**Exercise objective:** Only an exact copy of the records below will serve as the answer.

[Source records]
--- --- ---

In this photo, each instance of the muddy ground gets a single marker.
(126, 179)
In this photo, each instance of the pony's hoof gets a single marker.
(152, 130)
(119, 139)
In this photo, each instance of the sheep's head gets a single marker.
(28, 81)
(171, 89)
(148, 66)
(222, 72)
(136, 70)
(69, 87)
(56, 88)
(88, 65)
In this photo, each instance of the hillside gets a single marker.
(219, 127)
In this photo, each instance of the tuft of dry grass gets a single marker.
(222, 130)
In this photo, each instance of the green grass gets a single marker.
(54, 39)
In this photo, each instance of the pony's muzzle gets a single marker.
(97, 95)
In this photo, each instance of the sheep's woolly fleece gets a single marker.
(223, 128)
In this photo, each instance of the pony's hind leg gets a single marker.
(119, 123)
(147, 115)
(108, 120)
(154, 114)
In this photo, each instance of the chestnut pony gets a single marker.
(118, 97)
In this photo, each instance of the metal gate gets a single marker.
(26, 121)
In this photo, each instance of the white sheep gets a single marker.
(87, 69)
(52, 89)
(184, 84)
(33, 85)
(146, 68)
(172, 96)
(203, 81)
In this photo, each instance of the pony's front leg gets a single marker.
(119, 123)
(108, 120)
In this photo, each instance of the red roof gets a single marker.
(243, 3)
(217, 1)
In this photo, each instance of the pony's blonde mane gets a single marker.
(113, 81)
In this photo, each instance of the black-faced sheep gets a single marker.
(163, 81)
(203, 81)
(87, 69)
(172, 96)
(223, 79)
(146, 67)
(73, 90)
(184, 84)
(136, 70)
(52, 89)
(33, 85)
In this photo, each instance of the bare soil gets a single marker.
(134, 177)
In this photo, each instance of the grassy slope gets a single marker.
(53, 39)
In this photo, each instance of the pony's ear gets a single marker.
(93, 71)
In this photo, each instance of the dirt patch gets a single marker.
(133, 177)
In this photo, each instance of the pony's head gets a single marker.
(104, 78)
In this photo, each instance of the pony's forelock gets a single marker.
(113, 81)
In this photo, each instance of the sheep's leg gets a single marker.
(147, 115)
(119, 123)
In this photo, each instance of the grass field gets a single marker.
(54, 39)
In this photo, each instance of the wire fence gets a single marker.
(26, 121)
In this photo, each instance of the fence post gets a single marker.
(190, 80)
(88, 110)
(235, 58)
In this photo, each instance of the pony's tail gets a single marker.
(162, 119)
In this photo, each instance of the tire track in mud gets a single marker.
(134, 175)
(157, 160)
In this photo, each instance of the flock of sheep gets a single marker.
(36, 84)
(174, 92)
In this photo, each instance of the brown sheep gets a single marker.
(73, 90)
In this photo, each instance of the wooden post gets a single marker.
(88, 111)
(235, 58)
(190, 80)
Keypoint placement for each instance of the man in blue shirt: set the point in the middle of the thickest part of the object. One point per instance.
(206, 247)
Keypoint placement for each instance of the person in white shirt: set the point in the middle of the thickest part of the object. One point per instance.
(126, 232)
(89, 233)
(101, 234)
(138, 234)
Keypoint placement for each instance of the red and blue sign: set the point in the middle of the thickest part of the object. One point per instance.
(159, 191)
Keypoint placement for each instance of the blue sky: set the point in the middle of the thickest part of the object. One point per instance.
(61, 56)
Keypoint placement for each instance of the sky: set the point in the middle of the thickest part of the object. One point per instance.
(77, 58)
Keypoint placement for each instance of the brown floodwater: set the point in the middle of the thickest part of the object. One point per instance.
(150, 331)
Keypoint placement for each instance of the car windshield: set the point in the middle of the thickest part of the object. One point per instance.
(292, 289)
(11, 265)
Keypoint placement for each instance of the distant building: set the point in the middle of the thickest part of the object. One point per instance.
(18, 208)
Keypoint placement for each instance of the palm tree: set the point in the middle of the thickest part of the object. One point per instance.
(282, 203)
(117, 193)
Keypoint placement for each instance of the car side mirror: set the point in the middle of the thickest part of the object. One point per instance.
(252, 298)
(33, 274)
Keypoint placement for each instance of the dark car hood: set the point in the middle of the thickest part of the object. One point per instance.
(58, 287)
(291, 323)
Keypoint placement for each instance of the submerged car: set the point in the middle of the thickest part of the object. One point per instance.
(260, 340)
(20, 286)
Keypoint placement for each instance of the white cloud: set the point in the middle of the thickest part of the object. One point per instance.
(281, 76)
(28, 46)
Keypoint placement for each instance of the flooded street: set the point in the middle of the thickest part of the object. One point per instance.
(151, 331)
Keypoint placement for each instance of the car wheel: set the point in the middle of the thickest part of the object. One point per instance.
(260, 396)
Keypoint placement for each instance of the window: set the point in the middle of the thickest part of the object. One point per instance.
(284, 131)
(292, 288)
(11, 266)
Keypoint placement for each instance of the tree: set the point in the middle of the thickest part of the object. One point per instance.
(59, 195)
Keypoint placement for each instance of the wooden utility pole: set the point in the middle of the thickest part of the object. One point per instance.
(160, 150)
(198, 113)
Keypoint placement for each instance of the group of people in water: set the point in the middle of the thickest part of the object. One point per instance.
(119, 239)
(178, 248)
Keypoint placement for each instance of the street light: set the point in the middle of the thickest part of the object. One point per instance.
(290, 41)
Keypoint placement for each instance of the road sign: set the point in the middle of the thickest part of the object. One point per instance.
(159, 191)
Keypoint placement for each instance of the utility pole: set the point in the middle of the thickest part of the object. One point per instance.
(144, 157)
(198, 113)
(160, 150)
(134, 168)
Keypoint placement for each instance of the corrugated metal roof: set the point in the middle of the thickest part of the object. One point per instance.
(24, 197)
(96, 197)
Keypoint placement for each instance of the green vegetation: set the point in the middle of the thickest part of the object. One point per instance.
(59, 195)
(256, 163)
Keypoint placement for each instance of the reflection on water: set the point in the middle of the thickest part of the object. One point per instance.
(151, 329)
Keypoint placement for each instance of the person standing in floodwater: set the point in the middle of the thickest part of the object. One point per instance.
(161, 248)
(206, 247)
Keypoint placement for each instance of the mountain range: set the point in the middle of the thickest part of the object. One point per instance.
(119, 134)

--- --- ---

**Exercise solution:**
In this photo, each instance of the muddy ground gets a single marker.
(126, 179)
In this photo, each instance of the pony's hoof gets a single marker.
(152, 130)
(119, 139)
In this photo, each instance of the sheep's head gets a single marker.
(28, 81)
(171, 89)
(148, 66)
(222, 72)
(136, 70)
(69, 87)
(56, 88)
(88, 65)
In this photo, each instance of the hillside gets a single marker.
(219, 127)
In this photo, each instance of the tuft of dry grass gets a single marker.
(222, 130)
In this photo, each instance of the green grass gets a single marker.
(54, 39)
In this photo, each instance of the pony's muzzle gets a single marker.
(97, 95)
In this photo, each instance of the sheep's woolly fleece gets a single marker.
(223, 128)
In this photo, each instance of the pony's hind leg gets a single marker.
(119, 123)
(147, 115)
(108, 120)
(154, 114)
In this photo, each instance of the chestnut pony gets a single marker.
(118, 97)
In this photo, each instance of the metal gate gets a single marker.
(26, 121)
In this photo, each instance of the white sheep gets a single marker.
(87, 69)
(52, 89)
(184, 84)
(33, 85)
(146, 68)
(172, 96)
(203, 81)
In this photo, each instance of the pony's front leg gets a single marker.
(119, 123)
(108, 120)
In this photo, each instance of the red roof gets a single marker.
(243, 3)
(217, 1)
In this photo, each instance of the pony's blonde mane gets a single marker.
(113, 81)
In this photo, each instance of the black-faced sheep gets a single marker.
(163, 81)
(203, 81)
(87, 69)
(172, 96)
(223, 79)
(146, 67)
(73, 90)
(184, 84)
(136, 70)
(52, 89)
(33, 85)
In this photo, each instance of the bare soil gets a single marker.
(134, 177)
In this photo, each instance of the grassy slope gets a single marker.
(53, 39)
In this photo, each instance of the pony's ear gets a single marker.
(93, 71)
In this photo, each instance of the dirt patch gets a single marker.
(133, 177)
In this photo, each instance of the pony's head gets a single marker.
(104, 78)
In this photo, each instance of the pony's forelock gets a single marker.
(113, 81)
In this photo, each instance of the sheep's leg gets a single marker.
(147, 115)
(119, 123)
In this photo, each instance of the grass field gets a single marker.
(54, 39)
In this photo, each instance of the wire fence gets a single marker.
(26, 121)
In this photo, each instance of the fence post gets a single marker.
(190, 80)
(88, 110)
(235, 58)
In this photo, each instance of the pony's tail gets a single marker.
(162, 119)
In this photo, each instance of the tire track in mud gets a single marker.
(134, 175)
(157, 160)
In this photo, each instance of the flock of sheep gets a single marker.
(36, 84)
(174, 92)
In this photo, each instance of the brown sheep gets a single marker.
(73, 90)
In this photo, each instance of the wooden post gets a single marker.
(88, 111)
(235, 58)
(190, 80)
Keypoint placement for each instance of the man in blue shirt: set the point in the middle of the thickest part of the object. One point per instance.
(206, 247)
Keypoint placement for each instance of the person in white shirt: set the point in the middle of the thickest part of the object. One point per instance.
(126, 232)
(89, 233)
(101, 234)
(138, 234)
Keypoint placement for each instance of the red and blue sign: set the point in the middle of the thickest part of the object. One point per instance.
(159, 191)
Keypoint placement for each instance of the blue sky: set the point in the middle of the thickest part of the object. One point per instance.
(61, 56)
Keypoint placement for each instance of the sky: set the point in the middle of the thickest part of the object. One point per instance.
(77, 58)
Keypoint placement for each instance of the brown floodwater: set the point in the middle of the thickest part of the object. One point per instance.
(150, 331)
Keypoint placement for each instance of the car windshield: set the point in the middle of the thickest part of the object. One point per instance.
(292, 289)
(11, 265)
Keypoint placement for each instance of the distant building: set the point in the middle of the thickest part of the object. One point per instance.
(18, 208)
Keypoint placement for each instance of the palm tree: set the point in the middle of the thickest part of the object. One point per instance.
(282, 203)
(117, 193)
Keypoint placement for each instance of the car side mirror: set the point in the middle of the thickest part of the object. One point per instance.
(252, 298)
(33, 274)
Keypoint placement for each instance of the dark car hood: set the point in the middle of the thickest part of the object. One point per instance.
(58, 287)
(291, 323)
Keypoint placement for each instance of the submerged car: set the point in the middle of the thickest part of the object. One point per instance.
(260, 340)
(20, 286)
Keypoint placement for each instance of the white cloud: set the point in the middle of the thickest part of the object. One point per instance.
(281, 76)
(28, 46)
Keypoint placement for each instance of the flooded street: set the point in the middle of the thickest part of the object. One point per instance.
(151, 331)
Keypoint placement for each instance of the car wheel: set the point in the middle of the thickest part of the object. One point per instance.
(260, 396)
Keypoint placement for each instance of the window: set the point in the middle of the thickest part of the object. One point per instance.
(284, 131)
(292, 288)
(11, 266)
Keypoint placement for each instance of the tree: set the point in the middle of the thickest part of the object. One point per instance.
(59, 195)
Keypoint placement for each instance of the wooden utility pole: set the point in the middle of the thickest part of the object. One point per instance.
(160, 150)
(198, 113)
Keypoint placement for each instance of the group of people in water: set the point in the middle of the thickest part of the object. One point per instance.
(119, 239)
(178, 248)
Keypoint placement for each instance of the street light: set the point in the middle of the thickest part of the object. One point per instance.
(290, 41)
Keypoint placement for each instance of the road sign: set the point in the middle of the thickest part of the object. One point per instance.
(159, 191)
Keypoint placement for each instance of the utility pole: set the point in the middle of the thickest part of the object. One point per instance.
(144, 157)
(198, 113)
(160, 150)
(134, 168)
Keypoint placement for each instance of the corrugated metal roof: set the point in the middle of the thickest part of the object. One point per instance.
(24, 197)
(96, 197)
Keypoint placement for each instance of the green vegetation: set the point in the middle of the thickest part of the object. One point per instance.
(59, 195)
(256, 163)
Keypoint placement for each instance of the reflection on water: set the point in the middle of the thickest part of the object. One point per instance.
(151, 329)
Keypoint placement for each instance of the person standing in floodwater: set the point in the middle of the thickest part of the object. One point per instance.
(161, 248)
(206, 247)
Keypoint placement for each instance of the mountain range: set the point in the middle of the thickest part of the object. One point per instance.
(119, 134)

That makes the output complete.